_Article:_
Ou comment dépasser l’image médiatique d’une « Afrique des conflits et sinistrée ». En buvant par exemple, quand on est Africain, une bière enfin fraîche dans un village reculé, en téléphonant facilement à ses amis ou en se soignant moins cher - et pas forcément moins bien, grâce en particulier aux inventions frugales des Chinois et des Indiens. Ne nous trompons pas de guerre : celle sur le continent africain se jouera sur ce terrain là.

Les yeux rivés sur la crise malienne ou la sanglante attaque terroriste dans le désert algérien, on en oublierait presque que l’Afrique change aussi en bien. Elle est entrée depuis plus de dix ans dans la mondialisation à un rythme de croissance de 5 % par an. Tout est bien loin d’être gagné sur ce continent de centaines de micro-nations et de 54 pays, souvent parmi les plus pauvres du monde. Pourtant, derrière les guerres et les attentats ultra-médiatisés, le nombre moyen des conflits, mesuré par des instances comme les Nations Unies, diminue en réalité régulièrement, après les décennies terribles 1980 et 1990.

A force de voir toujours le verre à moitié vide, on finit par négliger des données simples mais essentielles : l’Afrique compte ainsi déjà plus d’abonnés au téléphone mobile que l’Union Européenne. 720 millions, selon les dernières données. Un chiffre qui croît sans cesse : ils pourraient dépasser les 900 millions en 2015, avec un taux de pénétration de 85 % de la population, selon la GSM Association, pour qui le secteur pèse déjà plus de 3 % de la richesse africaine. Pour mieux mesurer ce saut technologique fulgurant, il faut se rappeler qu’en 2006 l’Afrique ne comptait que 200 millions d’abonnés au mobile et 26 millions en 2001…

Les groupes chinois et indiens ne sont pas pour rien dans cette révolution silencieuse. Un des premiers opérateurs mobiles sur le continent est indien : Bharti Airtel, avec plus de 240 millions de connexions dans le monde en 2011 dont 53 en Afrique, contre 230 millions pour le français Orange (74 en Afrique) et plus de 160 millions pour le sud-africain MTN (près de 110 sur le continent) sauvé in extremis par le gouvernement sud-africain du rachat par Bharti il y a deux ans. Les équipementiers télécoms les plus agressifs sont chinois, comme Huawei ou ZTE. Pourquoi ces acteurs de « Chindia » sont-ils en pointe sur ce continent, malgré une concurrence féroce et même quelques déconvenues en matière de marges pour Bharti ? Parce qu’ils ont dès le début envisagé l’Afrique comme un marché différent, terrain d’expérimentation de nouveaux « business models » ou modèles économiques. Ils n’ont pas cherché à y vendre d’emblée des technologies coûteuses à l’occidentale à des populations souvent pauvres mais au contraire à séduire ce « bas de la pyramide » qu’ils connaissent déjà bien sur leur marché domestique.

_Consignes:_
**a)** D'après les dernières données citées dans l'article, combien l'Afrique compte-t-elle d'abonnés au téléphone mobile ?
**b)** Recopiez à l'identique tout le passage de l'article, depuis « Les yeux rivés » jusqu'à « 1980 et 1990. ».

_Données fournies:_
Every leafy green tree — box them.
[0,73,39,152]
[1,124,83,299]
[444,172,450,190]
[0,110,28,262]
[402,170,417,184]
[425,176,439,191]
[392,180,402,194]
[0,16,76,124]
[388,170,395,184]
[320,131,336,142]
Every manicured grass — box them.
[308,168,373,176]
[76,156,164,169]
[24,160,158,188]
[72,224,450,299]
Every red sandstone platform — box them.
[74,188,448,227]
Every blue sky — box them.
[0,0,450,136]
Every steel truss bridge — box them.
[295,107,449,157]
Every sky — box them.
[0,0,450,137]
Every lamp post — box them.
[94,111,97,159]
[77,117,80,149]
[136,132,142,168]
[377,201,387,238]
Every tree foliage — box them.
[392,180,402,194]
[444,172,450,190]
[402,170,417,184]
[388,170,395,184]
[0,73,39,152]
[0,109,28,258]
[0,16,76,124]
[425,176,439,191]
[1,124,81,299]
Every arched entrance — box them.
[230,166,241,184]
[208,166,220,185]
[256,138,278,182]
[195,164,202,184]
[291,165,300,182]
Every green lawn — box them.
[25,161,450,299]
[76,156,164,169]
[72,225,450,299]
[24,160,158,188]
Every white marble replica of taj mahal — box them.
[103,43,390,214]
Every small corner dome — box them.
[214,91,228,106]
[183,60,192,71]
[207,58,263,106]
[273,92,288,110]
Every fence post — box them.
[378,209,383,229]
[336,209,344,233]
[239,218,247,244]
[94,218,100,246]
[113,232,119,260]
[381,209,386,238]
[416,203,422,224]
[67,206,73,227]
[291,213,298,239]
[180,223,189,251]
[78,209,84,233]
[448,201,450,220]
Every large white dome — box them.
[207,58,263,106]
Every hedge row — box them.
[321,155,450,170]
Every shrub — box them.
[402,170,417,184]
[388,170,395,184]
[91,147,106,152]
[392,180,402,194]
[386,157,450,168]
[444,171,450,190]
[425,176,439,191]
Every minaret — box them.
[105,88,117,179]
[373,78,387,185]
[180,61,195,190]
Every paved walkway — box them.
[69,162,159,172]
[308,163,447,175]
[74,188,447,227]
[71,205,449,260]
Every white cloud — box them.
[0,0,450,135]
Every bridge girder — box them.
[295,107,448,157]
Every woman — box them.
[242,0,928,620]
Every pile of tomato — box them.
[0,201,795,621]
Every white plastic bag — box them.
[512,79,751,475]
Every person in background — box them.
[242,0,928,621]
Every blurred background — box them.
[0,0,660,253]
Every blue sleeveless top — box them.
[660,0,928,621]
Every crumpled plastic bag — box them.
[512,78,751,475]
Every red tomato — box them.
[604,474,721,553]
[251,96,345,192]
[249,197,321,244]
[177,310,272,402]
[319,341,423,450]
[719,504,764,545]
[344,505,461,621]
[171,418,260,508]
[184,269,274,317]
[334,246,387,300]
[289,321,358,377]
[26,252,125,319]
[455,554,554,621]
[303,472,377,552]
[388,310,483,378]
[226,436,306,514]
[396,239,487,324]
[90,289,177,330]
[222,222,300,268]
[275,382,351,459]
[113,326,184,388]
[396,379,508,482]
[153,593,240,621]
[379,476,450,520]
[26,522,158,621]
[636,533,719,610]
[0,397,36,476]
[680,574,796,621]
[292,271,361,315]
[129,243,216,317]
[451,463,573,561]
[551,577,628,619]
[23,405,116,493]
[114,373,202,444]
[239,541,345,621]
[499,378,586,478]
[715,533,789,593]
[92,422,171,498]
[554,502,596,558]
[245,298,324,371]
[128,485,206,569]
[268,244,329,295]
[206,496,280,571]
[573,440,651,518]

_Corrigés:_
**a)** 720 millions d'abonnés.

**b)**
Les yeux rivés sur la crise malienne ou la sanglante attaque terroriste dans le désert algérien, on en oublierait presque que l’Afrique change aussi en bien. Elle est entrée depuis plus de dix ans dans la mondialisation à un rythme de croissance de 5 % par an. Tout est bien loin d’être gagné sur ce continent de centaines de micro-nations et de 54 pays, souvent parmi les plus pauvres du monde. Pourtant, derrière les guerres et les attentats ultra-médiatisés, le nombre moyen des conflits, mesuré par des instances comme les Nations Unies, diminue en réalité régulièrement, après les décennies terribles 1980 et 1990.